Referring expression data:
########################################
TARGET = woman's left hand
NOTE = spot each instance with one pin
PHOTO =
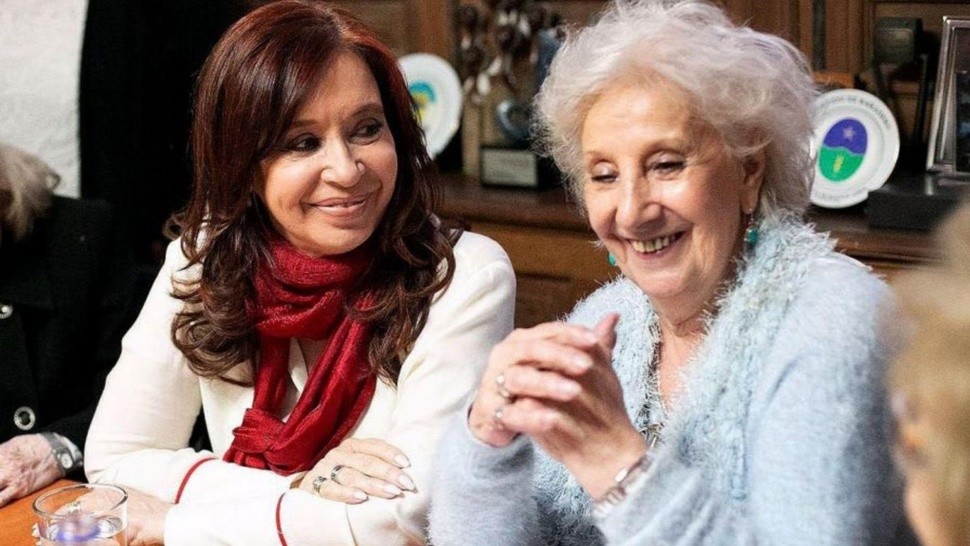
(26, 465)
(591, 433)
(358, 469)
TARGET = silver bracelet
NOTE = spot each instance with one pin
(66, 454)
(625, 482)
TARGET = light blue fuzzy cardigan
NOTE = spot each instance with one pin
(780, 435)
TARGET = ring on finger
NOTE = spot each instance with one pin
(333, 474)
(497, 416)
(502, 390)
(317, 483)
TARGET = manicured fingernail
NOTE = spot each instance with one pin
(581, 364)
(567, 387)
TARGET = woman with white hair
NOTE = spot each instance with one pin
(66, 282)
(726, 388)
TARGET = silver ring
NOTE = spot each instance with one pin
(333, 474)
(500, 383)
(497, 417)
(317, 483)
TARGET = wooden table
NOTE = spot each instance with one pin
(17, 518)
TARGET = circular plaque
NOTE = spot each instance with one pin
(856, 144)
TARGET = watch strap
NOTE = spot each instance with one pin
(66, 454)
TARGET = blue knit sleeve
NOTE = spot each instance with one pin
(817, 461)
(483, 495)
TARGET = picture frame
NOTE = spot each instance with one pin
(949, 140)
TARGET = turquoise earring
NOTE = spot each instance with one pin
(751, 233)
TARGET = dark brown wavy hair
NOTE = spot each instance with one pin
(249, 90)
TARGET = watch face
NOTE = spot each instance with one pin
(65, 460)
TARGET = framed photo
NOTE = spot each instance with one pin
(949, 143)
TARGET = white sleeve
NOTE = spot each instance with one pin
(151, 400)
(438, 375)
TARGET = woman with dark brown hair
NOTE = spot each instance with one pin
(315, 305)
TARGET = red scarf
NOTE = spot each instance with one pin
(304, 297)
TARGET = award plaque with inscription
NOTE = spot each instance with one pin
(506, 46)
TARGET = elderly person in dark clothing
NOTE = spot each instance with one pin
(65, 287)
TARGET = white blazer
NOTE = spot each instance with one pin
(141, 428)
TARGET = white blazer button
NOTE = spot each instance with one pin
(24, 418)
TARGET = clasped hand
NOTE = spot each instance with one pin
(555, 382)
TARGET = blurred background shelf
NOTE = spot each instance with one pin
(556, 262)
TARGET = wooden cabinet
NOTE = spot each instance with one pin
(557, 262)
(408, 26)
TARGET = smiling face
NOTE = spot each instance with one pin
(327, 189)
(664, 195)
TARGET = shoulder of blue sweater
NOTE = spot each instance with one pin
(837, 285)
(619, 295)
(835, 321)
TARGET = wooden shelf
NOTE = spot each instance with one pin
(557, 263)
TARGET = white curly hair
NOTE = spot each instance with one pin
(26, 185)
(754, 89)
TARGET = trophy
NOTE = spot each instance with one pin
(506, 48)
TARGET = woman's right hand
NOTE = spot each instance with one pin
(358, 469)
(536, 364)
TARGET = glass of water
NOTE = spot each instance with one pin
(88, 514)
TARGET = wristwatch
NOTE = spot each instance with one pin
(627, 481)
(67, 455)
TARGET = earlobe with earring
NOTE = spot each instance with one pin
(751, 232)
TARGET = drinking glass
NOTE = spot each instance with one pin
(89, 514)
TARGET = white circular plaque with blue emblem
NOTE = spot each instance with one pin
(435, 87)
(856, 144)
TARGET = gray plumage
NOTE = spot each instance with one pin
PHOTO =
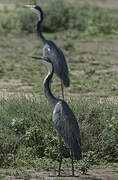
(64, 120)
(51, 51)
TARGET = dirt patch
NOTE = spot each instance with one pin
(94, 174)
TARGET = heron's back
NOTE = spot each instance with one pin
(67, 127)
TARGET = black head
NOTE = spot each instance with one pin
(36, 9)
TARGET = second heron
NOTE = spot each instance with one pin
(50, 50)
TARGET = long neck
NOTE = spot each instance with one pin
(51, 99)
(42, 39)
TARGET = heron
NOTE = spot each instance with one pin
(63, 118)
(52, 51)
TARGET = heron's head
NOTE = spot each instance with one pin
(37, 10)
(46, 61)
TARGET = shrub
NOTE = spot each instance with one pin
(60, 15)
(27, 131)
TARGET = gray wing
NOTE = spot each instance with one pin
(60, 65)
(67, 127)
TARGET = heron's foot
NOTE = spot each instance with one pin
(59, 157)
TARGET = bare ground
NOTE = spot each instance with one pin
(94, 174)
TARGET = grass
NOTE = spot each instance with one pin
(92, 59)
(94, 64)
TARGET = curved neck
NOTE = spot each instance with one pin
(51, 99)
(42, 39)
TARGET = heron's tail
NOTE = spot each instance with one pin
(76, 149)
(66, 80)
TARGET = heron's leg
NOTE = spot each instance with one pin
(62, 89)
(60, 155)
(71, 154)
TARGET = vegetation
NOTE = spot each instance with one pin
(27, 135)
(59, 16)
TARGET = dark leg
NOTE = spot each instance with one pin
(60, 156)
(72, 163)
(62, 89)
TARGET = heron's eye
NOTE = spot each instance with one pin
(48, 49)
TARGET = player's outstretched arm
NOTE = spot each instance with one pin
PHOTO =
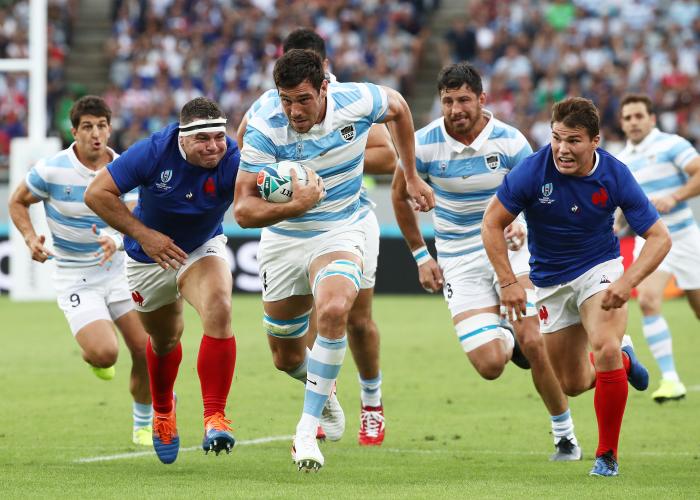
(19, 204)
(380, 153)
(656, 246)
(250, 210)
(429, 274)
(400, 123)
(496, 220)
(102, 196)
(688, 190)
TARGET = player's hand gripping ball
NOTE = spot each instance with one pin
(275, 181)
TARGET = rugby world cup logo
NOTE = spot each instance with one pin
(348, 132)
(547, 189)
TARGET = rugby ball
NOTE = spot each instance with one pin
(275, 181)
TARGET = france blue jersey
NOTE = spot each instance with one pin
(334, 149)
(570, 218)
(181, 200)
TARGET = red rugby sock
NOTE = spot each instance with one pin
(609, 401)
(162, 372)
(215, 365)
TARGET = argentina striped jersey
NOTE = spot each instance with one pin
(334, 149)
(657, 164)
(60, 181)
(464, 178)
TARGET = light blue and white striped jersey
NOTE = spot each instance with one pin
(334, 149)
(464, 178)
(657, 164)
(60, 181)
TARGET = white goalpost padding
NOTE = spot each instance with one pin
(30, 280)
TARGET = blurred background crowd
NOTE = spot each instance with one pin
(531, 53)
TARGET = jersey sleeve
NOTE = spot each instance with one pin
(379, 102)
(514, 191)
(37, 182)
(682, 153)
(258, 150)
(521, 150)
(134, 166)
(638, 210)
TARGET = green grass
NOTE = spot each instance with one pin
(449, 433)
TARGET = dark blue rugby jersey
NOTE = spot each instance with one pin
(181, 200)
(570, 218)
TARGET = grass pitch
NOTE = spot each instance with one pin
(66, 434)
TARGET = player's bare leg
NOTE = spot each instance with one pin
(207, 286)
(363, 340)
(658, 335)
(135, 338)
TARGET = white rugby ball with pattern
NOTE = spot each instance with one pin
(275, 181)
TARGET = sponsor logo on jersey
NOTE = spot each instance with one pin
(492, 162)
(547, 190)
(600, 197)
(165, 177)
(210, 187)
(348, 132)
(137, 297)
(544, 315)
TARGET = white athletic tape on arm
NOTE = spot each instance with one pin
(421, 255)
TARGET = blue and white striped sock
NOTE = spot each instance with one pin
(563, 427)
(299, 372)
(143, 415)
(371, 391)
(325, 361)
(658, 337)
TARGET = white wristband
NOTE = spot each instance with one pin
(421, 255)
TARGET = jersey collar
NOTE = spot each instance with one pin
(650, 138)
(78, 165)
(477, 143)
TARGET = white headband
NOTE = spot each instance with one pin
(207, 125)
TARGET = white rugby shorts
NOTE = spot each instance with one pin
(153, 287)
(471, 283)
(559, 305)
(682, 260)
(87, 294)
(284, 260)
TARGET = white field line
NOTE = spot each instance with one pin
(272, 439)
(135, 454)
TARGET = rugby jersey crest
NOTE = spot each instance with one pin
(657, 164)
(464, 178)
(334, 149)
(60, 181)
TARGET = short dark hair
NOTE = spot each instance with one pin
(453, 76)
(643, 98)
(200, 108)
(575, 112)
(89, 105)
(305, 38)
(297, 66)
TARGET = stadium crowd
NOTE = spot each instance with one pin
(14, 44)
(168, 51)
(533, 53)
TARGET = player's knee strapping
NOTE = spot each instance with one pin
(480, 329)
(287, 328)
(344, 268)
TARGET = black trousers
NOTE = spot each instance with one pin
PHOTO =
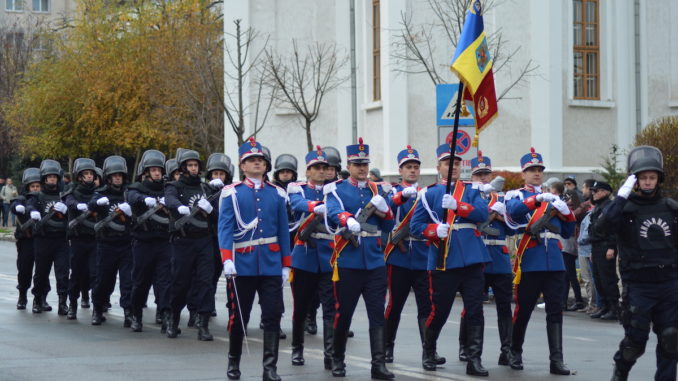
(444, 285)
(605, 275)
(502, 286)
(48, 251)
(241, 298)
(400, 281)
(152, 261)
(192, 264)
(83, 254)
(305, 286)
(113, 259)
(571, 278)
(353, 283)
(25, 257)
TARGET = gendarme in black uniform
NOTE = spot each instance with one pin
(647, 226)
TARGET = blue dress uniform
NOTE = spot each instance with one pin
(192, 251)
(498, 273)
(50, 241)
(464, 263)
(150, 248)
(406, 263)
(82, 238)
(359, 270)
(312, 272)
(254, 234)
(24, 238)
(114, 244)
(539, 269)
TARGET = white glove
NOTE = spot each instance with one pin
(205, 205)
(410, 192)
(442, 230)
(353, 225)
(486, 188)
(627, 188)
(286, 275)
(379, 203)
(125, 209)
(229, 267)
(449, 202)
(546, 197)
(61, 207)
(320, 209)
(150, 202)
(562, 207)
(499, 207)
(217, 183)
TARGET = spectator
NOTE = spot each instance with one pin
(8, 193)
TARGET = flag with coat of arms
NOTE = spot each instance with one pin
(472, 63)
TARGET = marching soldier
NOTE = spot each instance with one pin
(312, 273)
(498, 273)
(539, 267)
(24, 237)
(192, 251)
(80, 231)
(646, 224)
(360, 213)
(406, 255)
(150, 248)
(50, 242)
(463, 258)
(254, 244)
(114, 241)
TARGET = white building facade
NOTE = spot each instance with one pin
(604, 70)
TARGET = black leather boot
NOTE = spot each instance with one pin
(428, 360)
(378, 371)
(339, 347)
(37, 304)
(72, 313)
(422, 329)
(192, 315)
(328, 339)
(517, 340)
(390, 330)
(234, 353)
(474, 350)
(23, 300)
(554, 332)
(203, 327)
(137, 321)
(271, 342)
(462, 340)
(298, 342)
(505, 328)
(173, 325)
(45, 305)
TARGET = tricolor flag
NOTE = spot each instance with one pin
(472, 63)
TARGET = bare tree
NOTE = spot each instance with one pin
(304, 78)
(416, 48)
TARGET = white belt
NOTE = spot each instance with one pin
(255, 242)
(495, 242)
(326, 236)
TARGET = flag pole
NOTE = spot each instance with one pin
(440, 265)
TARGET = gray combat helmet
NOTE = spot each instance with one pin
(646, 158)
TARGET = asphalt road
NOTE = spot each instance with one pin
(49, 347)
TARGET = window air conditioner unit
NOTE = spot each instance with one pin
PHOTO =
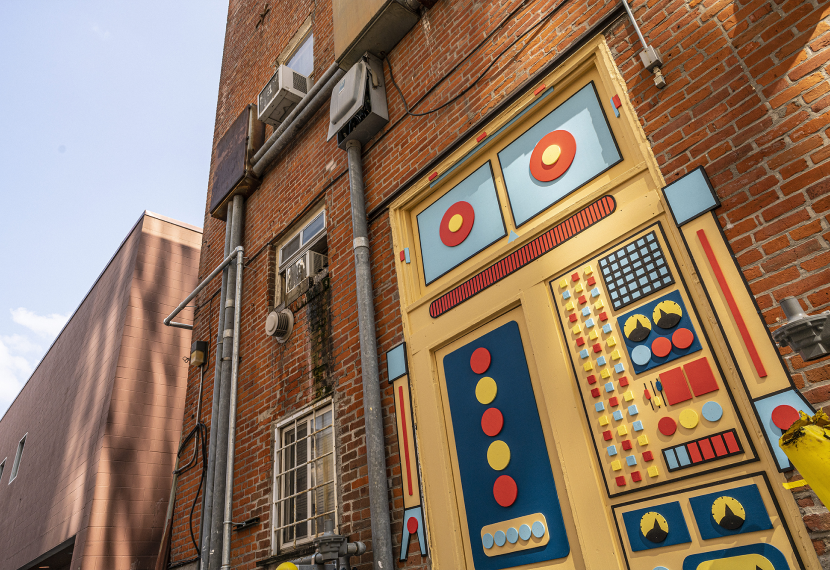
(281, 94)
(307, 265)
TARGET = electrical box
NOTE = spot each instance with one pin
(281, 94)
(358, 103)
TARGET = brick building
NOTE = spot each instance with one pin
(746, 97)
(89, 444)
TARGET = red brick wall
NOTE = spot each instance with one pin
(747, 97)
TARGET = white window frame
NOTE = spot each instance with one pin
(17, 458)
(307, 414)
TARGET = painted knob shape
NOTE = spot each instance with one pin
(505, 490)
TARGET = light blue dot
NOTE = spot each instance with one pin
(524, 532)
(641, 355)
(712, 411)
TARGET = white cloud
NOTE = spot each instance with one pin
(47, 326)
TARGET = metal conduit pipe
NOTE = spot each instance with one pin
(375, 452)
(226, 539)
(292, 125)
(221, 457)
(319, 84)
(207, 498)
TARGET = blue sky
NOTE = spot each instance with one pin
(106, 110)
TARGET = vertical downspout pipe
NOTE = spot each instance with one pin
(220, 471)
(207, 498)
(226, 539)
(372, 413)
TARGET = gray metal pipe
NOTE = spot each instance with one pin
(373, 416)
(207, 498)
(302, 116)
(226, 539)
(219, 476)
(319, 84)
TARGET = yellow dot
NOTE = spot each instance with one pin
(455, 223)
(551, 154)
(498, 455)
(486, 390)
(688, 418)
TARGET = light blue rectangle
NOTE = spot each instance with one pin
(479, 190)
(581, 115)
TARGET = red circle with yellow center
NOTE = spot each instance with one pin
(457, 223)
(552, 156)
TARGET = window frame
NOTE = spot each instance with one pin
(307, 414)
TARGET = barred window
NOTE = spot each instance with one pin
(304, 497)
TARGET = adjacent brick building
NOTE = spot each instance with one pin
(747, 98)
(90, 442)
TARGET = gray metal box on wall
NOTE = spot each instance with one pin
(358, 103)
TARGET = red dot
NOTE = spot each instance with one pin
(505, 490)
(661, 347)
(492, 421)
(682, 338)
(783, 416)
(480, 360)
(667, 426)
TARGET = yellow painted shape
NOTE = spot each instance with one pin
(498, 455)
(486, 390)
(689, 418)
(551, 155)
(532, 542)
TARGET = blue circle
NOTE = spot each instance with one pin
(641, 355)
(524, 532)
(712, 411)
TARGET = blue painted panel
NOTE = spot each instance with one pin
(529, 462)
(750, 498)
(647, 310)
(596, 151)
(678, 531)
(479, 190)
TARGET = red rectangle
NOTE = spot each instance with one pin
(731, 443)
(674, 386)
(694, 452)
(700, 376)
(706, 449)
(717, 443)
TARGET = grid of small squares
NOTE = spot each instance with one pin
(635, 271)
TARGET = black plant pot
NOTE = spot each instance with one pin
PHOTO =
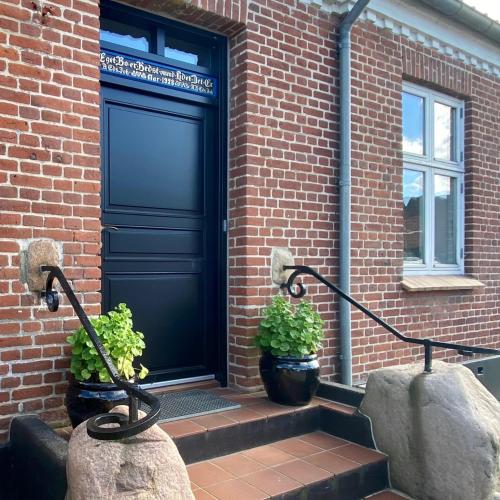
(86, 399)
(289, 380)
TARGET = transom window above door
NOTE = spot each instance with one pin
(433, 207)
(164, 40)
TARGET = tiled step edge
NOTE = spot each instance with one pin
(313, 466)
(210, 443)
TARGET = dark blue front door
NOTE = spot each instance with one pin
(160, 218)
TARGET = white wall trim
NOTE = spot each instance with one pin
(414, 21)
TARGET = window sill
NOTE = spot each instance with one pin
(439, 283)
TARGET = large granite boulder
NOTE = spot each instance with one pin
(144, 467)
(441, 431)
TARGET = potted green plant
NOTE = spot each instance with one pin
(91, 390)
(289, 338)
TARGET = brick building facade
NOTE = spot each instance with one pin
(282, 178)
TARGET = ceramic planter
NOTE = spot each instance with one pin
(289, 380)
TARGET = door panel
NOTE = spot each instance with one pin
(162, 153)
(160, 246)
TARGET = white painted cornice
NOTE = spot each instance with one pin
(413, 20)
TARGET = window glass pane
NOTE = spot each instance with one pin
(413, 124)
(413, 216)
(444, 132)
(187, 52)
(445, 220)
(123, 34)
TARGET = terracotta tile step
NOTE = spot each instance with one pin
(388, 495)
(312, 465)
(258, 421)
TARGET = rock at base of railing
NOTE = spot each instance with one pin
(144, 467)
(441, 431)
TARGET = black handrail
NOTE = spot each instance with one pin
(126, 427)
(427, 343)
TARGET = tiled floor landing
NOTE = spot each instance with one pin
(279, 468)
(274, 470)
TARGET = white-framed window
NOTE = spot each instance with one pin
(433, 182)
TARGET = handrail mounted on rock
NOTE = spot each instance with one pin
(428, 344)
(97, 426)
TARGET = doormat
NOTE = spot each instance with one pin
(194, 403)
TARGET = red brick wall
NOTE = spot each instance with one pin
(49, 188)
(381, 62)
(282, 180)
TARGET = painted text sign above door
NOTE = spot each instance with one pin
(157, 73)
########################################
* _PROBLEM TO WORK ON_:
State the number of lines in the data that contain the word "ball", offering no other text.

* _ANSWER SPACE_:
3